[Image point grounding data]
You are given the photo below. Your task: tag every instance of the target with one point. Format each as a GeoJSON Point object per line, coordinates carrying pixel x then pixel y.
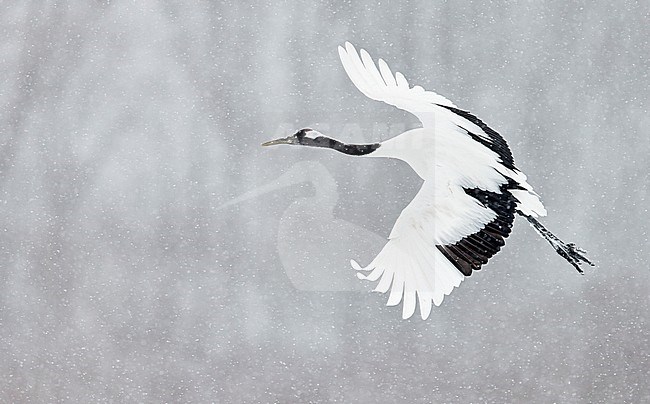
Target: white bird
{"type": "Point", "coordinates": [465, 209]}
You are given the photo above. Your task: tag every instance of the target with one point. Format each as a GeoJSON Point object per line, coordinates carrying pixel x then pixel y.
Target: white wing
{"type": "Point", "coordinates": [381, 85]}
{"type": "Point", "coordinates": [464, 211]}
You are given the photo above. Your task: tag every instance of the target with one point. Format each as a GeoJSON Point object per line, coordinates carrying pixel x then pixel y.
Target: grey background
{"type": "Point", "coordinates": [126, 125]}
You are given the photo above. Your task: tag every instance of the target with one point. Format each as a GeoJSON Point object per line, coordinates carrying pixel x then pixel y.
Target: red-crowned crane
{"type": "Point", "coordinates": [465, 209]}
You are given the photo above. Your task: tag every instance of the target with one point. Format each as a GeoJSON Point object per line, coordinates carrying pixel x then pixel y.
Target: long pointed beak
{"type": "Point", "coordinates": [284, 140]}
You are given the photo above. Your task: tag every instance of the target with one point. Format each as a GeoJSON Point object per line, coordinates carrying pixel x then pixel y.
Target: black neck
{"type": "Point", "coordinates": [351, 149]}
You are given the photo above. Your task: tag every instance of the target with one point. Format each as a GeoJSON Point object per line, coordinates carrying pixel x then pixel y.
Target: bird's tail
{"type": "Point", "coordinates": [569, 252]}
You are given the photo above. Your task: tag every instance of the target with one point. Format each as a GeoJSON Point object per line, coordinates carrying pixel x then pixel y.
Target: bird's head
{"type": "Point", "coordinates": [297, 138]}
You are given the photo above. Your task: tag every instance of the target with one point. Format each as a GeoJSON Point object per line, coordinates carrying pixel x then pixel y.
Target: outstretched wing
{"type": "Point", "coordinates": [443, 235]}
{"type": "Point", "coordinates": [381, 85]}
{"type": "Point", "coordinates": [465, 209]}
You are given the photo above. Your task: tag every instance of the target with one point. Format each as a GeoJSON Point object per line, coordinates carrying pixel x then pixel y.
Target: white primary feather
{"type": "Point", "coordinates": [442, 153]}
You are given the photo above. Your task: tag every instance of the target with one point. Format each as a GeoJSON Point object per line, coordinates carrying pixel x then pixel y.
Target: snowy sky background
{"type": "Point", "coordinates": [127, 125]}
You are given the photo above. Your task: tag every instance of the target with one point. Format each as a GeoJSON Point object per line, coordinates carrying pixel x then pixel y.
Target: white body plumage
{"type": "Point", "coordinates": [466, 206]}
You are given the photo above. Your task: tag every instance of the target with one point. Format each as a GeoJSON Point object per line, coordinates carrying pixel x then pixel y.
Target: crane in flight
{"type": "Point", "coordinates": [465, 209]}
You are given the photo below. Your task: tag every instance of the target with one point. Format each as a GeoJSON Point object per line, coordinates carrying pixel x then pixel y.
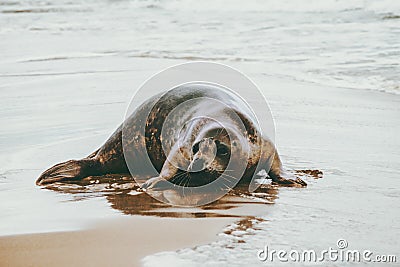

## Your objective
Quote the entries above word for word. Leave the images out.

## Answer space
You are given the photo below. Your task: tag every instance of the target with one point. Format each as a GeoJSON Point object per line, coordinates carrying pixel x then pixel y.
Target: white bird
{"type": "Point", "coordinates": [465, 209]}
You are given the photo above. Your task: tag every instance of the target with one point. Format each as a GeoJSON Point object per line, coordinates carrying pixel x then pixel y.
Target: white wing
{"type": "Point", "coordinates": [381, 85]}
{"type": "Point", "coordinates": [464, 211]}
You are given the photo above. Your task: tag every instance of the target with one point. Format each as a GeoJSON Point object per line, coordinates carrying pixel x then pixel y.
Target: grey background
{"type": "Point", "coordinates": [126, 125]}
You are given the photo above. Your task: tag every instance of the target with one point. Format each as a GeoJSON Point object per line, coordinates carrying pixel x then pixel y.
Target: red-crowned crane
{"type": "Point", "coordinates": [465, 209]}
You are given the photo above. Your task: tag every instance of the target with one point. Format each as a GeoJSON Point object per line, coordinates carrying pixel x then pixel y.
Target: long pointed beak
{"type": "Point", "coordinates": [284, 140]}
You are given the photo above. Your task: tag every instance of the target with one point. Format each as a GeoJSON Point object per line, coordinates carrying pixel x then pixel y.
Target: black neck
{"type": "Point", "coordinates": [351, 149]}
You are given the photo above. Your task: tag every instance of the target with one point. Format each as a GeoJSON Point object per line, coordinates carrying pixel x then pixel y.
Target: bird's tail
{"type": "Point", "coordinates": [569, 252]}
You are given the photo above. Your task: tag every instance of the target with one point. Format each as a GeoJSON Point object per line, coordinates carrying pixel x then pixel y.
Target: bird's head
{"type": "Point", "coordinates": [297, 138]}
You are given the photo above. Your task: tag every instance of the target with one point. Format each as a GeoJSON Point object per line, coordinates carrying pixel x then pixel y.
Target: outstretched wing
{"type": "Point", "coordinates": [443, 235]}
{"type": "Point", "coordinates": [381, 85]}
{"type": "Point", "coordinates": [465, 209]}
You are given the photo above. Your task: tag every instance of the target with one point. Format each as a GeoJSON Point object per line, coordinates carrying pixel x then pixel y.
Target: white primary feather
{"type": "Point", "coordinates": [442, 153]}
You are given the photo above. Your task: tag every instance of the target with one point. Format each as a GeoJSON Point object per line, coordinates carrying pixel x then pixel y.
Target: snowy sky background
{"type": "Point", "coordinates": [127, 125]}
You are given the photo above. Your task: tag every instance of the target with one point. Format each as a GeoJSON Point object per line, coordinates carrying pixel x then pixel y.
Target: white body plumage
{"type": "Point", "coordinates": [466, 206]}
You are given the photo above. Your task: tag every instance of the target with one point. Format each as a GeoJSON Point object per line, coordinates carrying pixel x then pixel y.
Target: crane in flight
{"type": "Point", "coordinates": [465, 209]}
You are given the photo below. Your task: tag every instance of the target with one point. Format each as a GeoJSON Point object per line, coordinates carrying pixel x then pixel y.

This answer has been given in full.